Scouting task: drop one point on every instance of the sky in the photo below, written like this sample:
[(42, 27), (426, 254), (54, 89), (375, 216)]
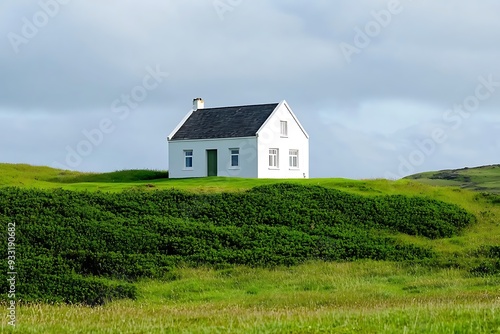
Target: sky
[(384, 88)]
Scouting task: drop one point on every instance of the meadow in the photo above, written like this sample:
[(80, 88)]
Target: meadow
[(456, 290)]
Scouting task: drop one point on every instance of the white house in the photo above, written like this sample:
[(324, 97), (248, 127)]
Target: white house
[(254, 141)]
========================
**Task prompt:** Update the listing from the line with "Scouting task: drop one point on every instance of the meadow" through its final line, swapping "sample" for "example" and keeping everything else unchanged.

**Expected answer:**
Scouting task: drop one point on every instance of the meadow in the photo above, written like this example:
[(80, 88)]
Target: meadow
[(456, 290)]
Scouting task: drop one point on every instance of the white house in the photo above, written like this example:
[(324, 97), (248, 127)]
Target: white house
[(254, 141)]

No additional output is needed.